What needs to be done
Copy the data below exactly.

[Entries from a pointing dataset]
■ ■ ■ ■

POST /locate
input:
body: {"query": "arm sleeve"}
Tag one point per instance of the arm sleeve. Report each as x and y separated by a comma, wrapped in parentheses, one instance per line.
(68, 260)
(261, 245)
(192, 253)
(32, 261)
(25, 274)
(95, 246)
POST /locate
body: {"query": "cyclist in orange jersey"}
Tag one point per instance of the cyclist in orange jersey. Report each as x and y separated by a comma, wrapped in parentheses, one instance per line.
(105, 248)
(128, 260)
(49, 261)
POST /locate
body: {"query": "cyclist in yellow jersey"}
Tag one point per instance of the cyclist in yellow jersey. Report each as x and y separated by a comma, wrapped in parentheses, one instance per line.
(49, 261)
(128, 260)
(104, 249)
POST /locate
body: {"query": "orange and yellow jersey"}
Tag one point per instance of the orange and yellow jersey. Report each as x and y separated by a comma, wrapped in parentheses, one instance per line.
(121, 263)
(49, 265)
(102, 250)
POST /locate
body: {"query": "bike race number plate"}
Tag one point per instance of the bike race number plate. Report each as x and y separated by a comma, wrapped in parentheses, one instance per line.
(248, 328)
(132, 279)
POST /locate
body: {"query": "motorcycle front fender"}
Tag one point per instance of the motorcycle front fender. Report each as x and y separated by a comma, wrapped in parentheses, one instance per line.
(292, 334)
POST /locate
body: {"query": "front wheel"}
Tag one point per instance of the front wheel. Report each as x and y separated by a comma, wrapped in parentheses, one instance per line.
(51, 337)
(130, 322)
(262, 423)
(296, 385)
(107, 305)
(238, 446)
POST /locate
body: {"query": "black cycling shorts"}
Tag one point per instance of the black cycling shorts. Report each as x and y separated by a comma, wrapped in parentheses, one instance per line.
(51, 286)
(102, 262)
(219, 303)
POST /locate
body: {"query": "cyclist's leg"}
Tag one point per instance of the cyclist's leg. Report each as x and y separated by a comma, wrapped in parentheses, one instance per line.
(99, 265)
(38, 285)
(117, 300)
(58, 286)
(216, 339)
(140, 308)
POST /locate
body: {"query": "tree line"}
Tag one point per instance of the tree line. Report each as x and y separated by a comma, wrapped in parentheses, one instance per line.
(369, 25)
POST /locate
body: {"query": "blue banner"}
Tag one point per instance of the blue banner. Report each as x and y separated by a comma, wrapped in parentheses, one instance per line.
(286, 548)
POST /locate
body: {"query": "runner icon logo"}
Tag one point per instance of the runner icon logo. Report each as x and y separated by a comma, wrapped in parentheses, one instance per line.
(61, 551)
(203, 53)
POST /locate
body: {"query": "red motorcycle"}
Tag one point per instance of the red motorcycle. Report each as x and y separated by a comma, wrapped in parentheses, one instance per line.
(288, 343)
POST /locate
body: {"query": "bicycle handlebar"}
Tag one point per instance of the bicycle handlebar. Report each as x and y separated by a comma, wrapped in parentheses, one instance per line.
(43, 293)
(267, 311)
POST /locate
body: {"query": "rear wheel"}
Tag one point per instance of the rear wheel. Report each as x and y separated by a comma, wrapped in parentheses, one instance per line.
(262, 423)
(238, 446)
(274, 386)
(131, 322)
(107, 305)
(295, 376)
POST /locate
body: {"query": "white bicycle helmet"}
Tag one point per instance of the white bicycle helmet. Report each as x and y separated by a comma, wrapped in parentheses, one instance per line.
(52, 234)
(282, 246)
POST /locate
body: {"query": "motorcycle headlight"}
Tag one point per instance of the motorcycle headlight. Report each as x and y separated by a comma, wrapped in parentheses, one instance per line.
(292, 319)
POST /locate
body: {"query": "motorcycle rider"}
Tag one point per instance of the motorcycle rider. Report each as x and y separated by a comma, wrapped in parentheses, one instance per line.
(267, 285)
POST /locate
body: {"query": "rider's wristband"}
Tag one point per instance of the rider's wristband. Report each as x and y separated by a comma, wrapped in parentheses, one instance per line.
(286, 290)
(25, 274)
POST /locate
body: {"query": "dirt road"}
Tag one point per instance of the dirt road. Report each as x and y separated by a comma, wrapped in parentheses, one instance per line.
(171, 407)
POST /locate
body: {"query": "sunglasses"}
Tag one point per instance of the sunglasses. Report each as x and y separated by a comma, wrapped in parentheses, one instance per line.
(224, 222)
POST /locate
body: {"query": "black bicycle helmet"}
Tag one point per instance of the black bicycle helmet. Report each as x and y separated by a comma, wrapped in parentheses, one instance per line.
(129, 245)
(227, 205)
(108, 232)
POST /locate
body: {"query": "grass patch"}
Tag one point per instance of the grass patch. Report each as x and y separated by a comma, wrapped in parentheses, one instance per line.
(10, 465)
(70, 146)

■ ■ ■ ■

Result for this exercise
POST /locate
input:
body: {"query": "arm sleeve"}
Tag one point per instance of the arm sleeve. Report each as x and y separated by a comma, wrapped in parentheses, one instance per line.
(68, 260)
(261, 245)
(192, 253)
(32, 261)
(25, 274)
(95, 246)
POST /locate
body: {"query": "cyclist in orange jersey"}
Tag one point per instance of the cyclist in orange jersey. Report each as x and y separated by a comma, wrapped in parentheses, one instance per line.
(105, 248)
(128, 260)
(49, 261)
POST /locate
body: {"query": "cyclist in yellow jersey"}
Tag one point per instance of the cyclist in yellow jersey. Report each as x and y separated by a comma, wrapped in parentheses, one instance per line.
(49, 261)
(128, 260)
(104, 249)
POST /locate
body: {"query": "orange and yellow jersey"}
Tag one point per instance of the orange and yellow jersey. Report each as x and y separated by a comma, wrapped in parentheses, one instance per line.
(121, 263)
(49, 265)
(102, 250)
POST /locate
body: {"query": "bike race number plate"}
Tag one point per instance of the bike race number plate. Report each as x and y separated by a comma, wrapped in parentheses, one instance per line.
(248, 328)
(132, 279)
POST /locate
body: {"query": "motorcycle front fender"}
Tag one point per instance of the motorcycle front fender. Report each as x and y separated by a comma, wrapped in parentheses, one instance per line.
(292, 334)
POST /locate
body: {"query": "front wheel"}
Tag one point per instance of the front wheel. Report each as x and y separated by a comma, wrapped in parentheses, one instance per line.
(51, 337)
(130, 322)
(262, 423)
(296, 385)
(107, 305)
(238, 446)
POST /locate
body: {"query": "black cycling shorts"}
Tag one point per instance of the black cycling shorts. Report each as x and y separated by a comma, wrapped in parentheses, one instance per line.
(51, 286)
(102, 262)
(219, 303)
POST /locate
body: {"query": "cyclist's leg"}
Tag one point per instance of the cyclist's leg. Report each as x and y separated by a comma, wrapped in parentheses, one instance per line.
(99, 265)
(38, 285)
(117, 300)
(58, 286)
(216, 339)
(140, 308)
POST /locate
body: {"query": "tree line"}
Tag one point per instance of the tree line. Report each as x and y separated by a comma, wrapped in parentheses, one instance per line.
(369, 25)
POST /locate
body: {"query": "blue banner"}
Tag one point per instance of the blue banner. Report each as x and y separated by a comma, wrapped in parentheses, one instance per line.
(286, 548)
POST /locate
body: {"query": "runner icon logo"}
Tag one point per instance of the runner icon logo. Report each as x and y separated by a comma, wrapped in parentheses, one instance per line.
(61, 551)
(203, 53)
POST /locate
body: {"query": "red motorcycle"}
Tag one point per instance of the red motorcycle. Report each as x and y separated by a comma, wrapped in parentheses, one instance per line.
(288, 343)
POST /locate
body: {"query": "bicycle handlebar"}
Tag one point per instance of the bicycle handlebar. Report each as x and y separated by a comma, wrapped in parentheses, one instance per line.
(43, 293)
(267, 311)
POST /locate
body: {"query": "rear wheel"}
Tag one point per instance of the rear wheel. Report each as x and y separated by a comma, wrapped in parentheses, one instance per line.
(262, 423)
(238, 446)
(274, 386)
(131, 322)
(107, 305)
(295, 376)
POST /locate
body: {"query": "white bicycle helmet"}
Tag one point per instance of the white bicycle helmet. Report each as x and y separated by a comma, wrapped in parentheses, one instance per line.
(52, 234)
(282, 246)
POST /locate
body: {"query": "motorcycle headlight"}
Tag one point per instance of the motorcycle headlight. Report each as x and y separated by a comma, wrapped in parentheses, one instance per line.
(292, 319)
POST /locate
body: {"query": "motorcycle rider"}
Tag one point per instance of the motorcycle rider. Report each as x and y separated by a comma, wrapped in parentheses, one instance per line.
(267, 285)
POST /locate
body: {"query": "rider's wristband"}
Tag one point per instance of the rider's wristband. Report each as x and y separated by a comma, wrapped in parentheses, one instance per line.
(286, 290)
(25, 274)
POST /locate
body: {"query": "dirt road"}
Tag one point per instance of the dirt road. Report each as x and y separated by a comma, wrapped in parentheses, one instance per line.
(171, 407)
POST /locate
body: {"query": "sunglasses"}
Tag one point per instance of the sunglasses. Report each as x and y separated by a comma, wrapped in parentheses, one instance per line.
(224, 222)
POST /locate
body: {"query": "black bicycle helmet"}
Tag one point per instance of the black bicycle helmet. Report each as x and y separated by a comma, wrapped in parentheses, one instance per line.
(129, 245)
(227, 205)
(108, 232)
POST /locate
body: {"query": "grass patch"}
Tag one point per instance of the grass patch. Report each as x and y separated by a comma, wrapped in parentheses, one instance per line.
(10, 465)
(70, 146)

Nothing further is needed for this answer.